* PROMPT 1: In the middle colonies passage, reproduce word for word the part that begins at the words "The four middle" and stops after the words "of Native Americans.".
* PROMPT 2: According to the middle colonies passage, the fur traders of which company founded New Netherland?
* PROMPT 3: Write what comes next in the passage on the middle colonies, picking up after its final sentence.

The four middle colonies were Pennsylvania, New York, New Jersey, and Delaware. Many of the region's settlers were individuals fleeing religious persecution in Europe. These colonists came from diverse ethnic backgrounds and a broad array of faiths. The governments they established allowed for freedom of worship and influenced the treatment of social groups such as women. The fertile soil and mild climate in the middle colonies encouraged the development of large-scale agriculture—creating surplus goods that could be exported to the other colonies and abroad. Prior to European settlement, a vast population of Native Americans lived in the mid-Atlantic region of North America. Colonization brought devastating effects to the population of Native Americans.

At A Glance

  • New Netherland was a Dutch colony founded by fur traders from the Dutch West India Company in 1624 but was seized by Britain with little resistance in 1664 and renamed New York.
  • The Pennsylvania Colony was established by Quaker William Penn as a refuge for those fleeing religious persecution in Europe.

* Point placement rows:
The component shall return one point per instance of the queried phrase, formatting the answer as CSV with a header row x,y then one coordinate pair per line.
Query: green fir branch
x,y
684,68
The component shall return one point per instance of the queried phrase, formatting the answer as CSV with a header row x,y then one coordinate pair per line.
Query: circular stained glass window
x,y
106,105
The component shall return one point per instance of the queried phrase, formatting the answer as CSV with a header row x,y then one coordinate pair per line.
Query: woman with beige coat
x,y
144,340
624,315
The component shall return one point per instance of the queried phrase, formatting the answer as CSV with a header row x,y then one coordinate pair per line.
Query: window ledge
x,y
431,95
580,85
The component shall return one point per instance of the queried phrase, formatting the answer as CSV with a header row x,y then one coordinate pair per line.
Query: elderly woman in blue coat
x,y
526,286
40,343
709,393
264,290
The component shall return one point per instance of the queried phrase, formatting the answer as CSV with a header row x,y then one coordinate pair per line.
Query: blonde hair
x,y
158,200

* EXERCISE OUTPUT 1:
The four middle colonies were Pennsylvania, New York, New Jersey, and Delaware. Many of the region's settlers were individuals fleeing religious persecution in Europe. These colonists came from diverse ethnic backgrounds and a broad array of faiths. The governments they established allowed for freedom of worship and influenced the treatment of social groups such as women. The fertile soil and mild climate in the middle colonies encouraged the development of large-scale agriculture—creating surplus goods that could be exported to the other colonies and abroad. Prior to European settlement, a vast population of Native Americans lived in the mid-Atlantic region of North America. Colonization brought devastating effects to the population of Native Americans.

* EXERCISE OUTPUT 2: The Dutch West India Company.

* EXERCISE OUTPUT 3:
  • Prior to European settlement numerous Native American tribes lived in the area that would become known as the middle colonies.
  • Interactions between colonists and Native Americans varied, depending largely on motivations of the parties involved, but the overall effect of European colonization on Native American populations was devastating.
  • The geography of the middle colonies provided fertile land suitable for large-scale agriculture as well as harbors on the Atlantic Ocean to support substantial port settlements.
  • Residents of the middle colonies formed local governments, embraced religious tolerance, and were influenced by diverse ethnic groups.